**Job:**
Repeat every one of the records below word for word.

**Record list:**
++++++

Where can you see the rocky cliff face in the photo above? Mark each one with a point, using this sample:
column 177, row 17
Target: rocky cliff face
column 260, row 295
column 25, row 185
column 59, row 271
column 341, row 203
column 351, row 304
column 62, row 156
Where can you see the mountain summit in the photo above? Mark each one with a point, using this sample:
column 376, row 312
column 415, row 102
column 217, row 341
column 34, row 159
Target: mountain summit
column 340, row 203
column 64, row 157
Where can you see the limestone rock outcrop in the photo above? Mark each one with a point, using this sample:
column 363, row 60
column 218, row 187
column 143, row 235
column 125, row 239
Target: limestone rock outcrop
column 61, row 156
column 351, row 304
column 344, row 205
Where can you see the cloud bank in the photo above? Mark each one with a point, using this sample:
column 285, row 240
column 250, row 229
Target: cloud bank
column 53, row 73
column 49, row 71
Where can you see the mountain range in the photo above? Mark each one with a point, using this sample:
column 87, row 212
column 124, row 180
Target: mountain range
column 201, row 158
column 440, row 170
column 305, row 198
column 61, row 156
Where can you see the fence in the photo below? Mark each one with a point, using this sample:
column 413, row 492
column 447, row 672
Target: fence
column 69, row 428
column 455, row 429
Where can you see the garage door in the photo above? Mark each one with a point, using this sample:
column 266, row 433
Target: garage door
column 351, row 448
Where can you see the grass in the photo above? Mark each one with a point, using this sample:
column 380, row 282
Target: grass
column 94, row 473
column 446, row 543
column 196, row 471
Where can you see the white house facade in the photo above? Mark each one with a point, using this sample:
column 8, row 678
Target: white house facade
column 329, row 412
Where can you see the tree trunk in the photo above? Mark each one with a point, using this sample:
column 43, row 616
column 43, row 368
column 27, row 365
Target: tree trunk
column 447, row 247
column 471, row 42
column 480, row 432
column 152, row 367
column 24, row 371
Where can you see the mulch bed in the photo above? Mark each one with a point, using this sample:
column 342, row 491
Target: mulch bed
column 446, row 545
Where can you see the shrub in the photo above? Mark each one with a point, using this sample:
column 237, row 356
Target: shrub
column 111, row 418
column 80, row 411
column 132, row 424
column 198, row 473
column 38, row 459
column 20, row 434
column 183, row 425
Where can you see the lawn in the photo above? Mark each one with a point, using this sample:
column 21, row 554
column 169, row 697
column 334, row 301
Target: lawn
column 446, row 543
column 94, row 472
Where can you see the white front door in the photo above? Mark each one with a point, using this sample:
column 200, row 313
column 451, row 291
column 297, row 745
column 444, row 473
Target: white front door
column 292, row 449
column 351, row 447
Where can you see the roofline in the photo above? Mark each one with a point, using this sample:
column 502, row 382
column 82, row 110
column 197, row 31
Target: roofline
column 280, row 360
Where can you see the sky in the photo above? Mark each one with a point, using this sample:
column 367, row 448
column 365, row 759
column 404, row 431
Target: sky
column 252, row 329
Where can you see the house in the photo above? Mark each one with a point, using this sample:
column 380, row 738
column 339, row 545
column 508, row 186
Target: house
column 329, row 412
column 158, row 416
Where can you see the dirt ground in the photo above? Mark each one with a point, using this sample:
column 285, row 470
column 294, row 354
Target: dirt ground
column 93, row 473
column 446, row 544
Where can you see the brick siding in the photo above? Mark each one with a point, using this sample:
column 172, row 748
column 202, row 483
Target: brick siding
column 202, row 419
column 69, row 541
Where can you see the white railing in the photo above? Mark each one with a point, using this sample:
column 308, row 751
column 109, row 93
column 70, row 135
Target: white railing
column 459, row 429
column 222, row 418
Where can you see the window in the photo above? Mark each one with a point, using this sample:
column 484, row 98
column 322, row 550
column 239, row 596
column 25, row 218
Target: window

++++++

**Response below:**
Where can you see the rocky cliff face in the photo above? Mark each one with a point, using this sample:
column 177, row 17
Target: rocky cliff face
column 260, row 295
column 25, row 185
column 59, row 271
column 341, row 203
column 351, row 304
column 62, row 156
Where can you see the mountain summit in the photo above? Mark each one with a point, using this sample:
column 376, row 312
column 415, row 102
column 217, row 341
column 34, row 159
Target: mountain summit
column 340, row 203
column 64, row 157
Where can you see the limestone rock outcrop in the photo above? Mark each one with a point, using this sample:
column 363, row 60
column 218, row 187
column 143, row 235
column 125, row 239
Target: limestone rock outcrop
column 61, row 156
column 351, row 304
column 344, row 205
Where can you see the cloud bank in the photo above? Mark each one with a point, using this sample:
column 285, row 240
column 250, row 229
Target: cloud bank
column 53, row 73
column 49, row 71
Where can you see the mountain range in the photo above? Mark each one with a point, using this sample:
column 87, row 212
column 124, row 180
Target: mountain range
column 201, row 158
column 440, row 170
column 305, row 198
column 61, row 156
Where can you see the fence in the photo below? Mark each one with a point, using this sample:
column 413, row 492
column 447, row 672
Target: fence
column 69, row 428
column 455, row 429
Where can you see the garage door in the photo above? Mark each one with a point, using this sample:
column 266, row 433
Target: garage door
column 351, row 448
Where can you see the grass in the photo above? Mark each one with a point, using this sample:
column 380, row 282
Target: grass
column 94, row 473
column 446, row 543
column 196, row 471
Where can you see the white house facade in the photo above? Mark each one with a point, using this sample:
column 8, row 678
Target: white house facade
column 329, row 412
Where can you see the tree trunk in the photo above? Mark each one with a point, using this sample:
column 43, row 616
column 43, row 368
column 27, row 365
Target: tree trunk
column 447, row 247
column 471, row 42
column 480, row 432
column 152, row 367
column 24, row 371
Where can you see the mulch bed in the photo above? Mark each one with a point, using this sample:
column 342, row 491
Target: mulch bed
column 446, row 545
Where can you see the shrub in the photo above? Mark each one with a point, using this sample:
column 237, row 356
Target: shrub
column 111, row 418
column 80, row 411
column 132, row 424
column 198, row 473
column 38, row 459
column 20, row 434
column 183, row 425
Where can you see the lawn in the photo above? Mark each one with a point, using this sample:
column 21, row 554
column 169, row 697
column 334, row 301
Target: lawn
column 446, row 543
column 94, row 472
Where can you see the white front door in the photo above? Mark each one with a point, using this sample:
column 200, row 313
column 451, row 291
column 297, row 745
column 444, row 473
Target: white front door
column 292, row 449
column 351, row 447
Where can you see the roofline in the photo above? Mark each one with a point, using this sample:
column 502, row 382
column 82, row 110
column 197, row 31
Target: roofline
column 280, row 360
Where can you see the sky in the photo above? Mark each one with a point, using this sample:
column 367, row 448
column 365, row 759
column 404, row 431
Target: sky
column 252, row 329
Where can you see the house in the photo above? Mark each one with a point, using this sample:
column 380, row 738
column 339, row 545
column 508, row 186
Target: house
column 329, row 412
column 158, row 416
Where can you see the dirt ground in the photo above? Mark each one with a point, using this sample:
column 285, row 470
column 294, row 354
Target: dirt ground
column 93, row 473
column 446, row 544
Where can you see the brick siding in the photo above? Mark each one with a point, using this sample:
column 172, row 748
column 202, row 483
Target: brick siding
column 202, row 419
column 69, row 541
Where can you see the white railing in the photo above? Mark each one with a point, using this sample:
column 308, row 751
column 109, row 93
column 70, row 135
Target: white railing
column 459, row 429
column 222, row 418
Where can you see the window in the photo above? Mark each one with a point, using this sample:
column 484, row 98
column 322, row 550
column 239, row 596
column 25, row 218
Target: window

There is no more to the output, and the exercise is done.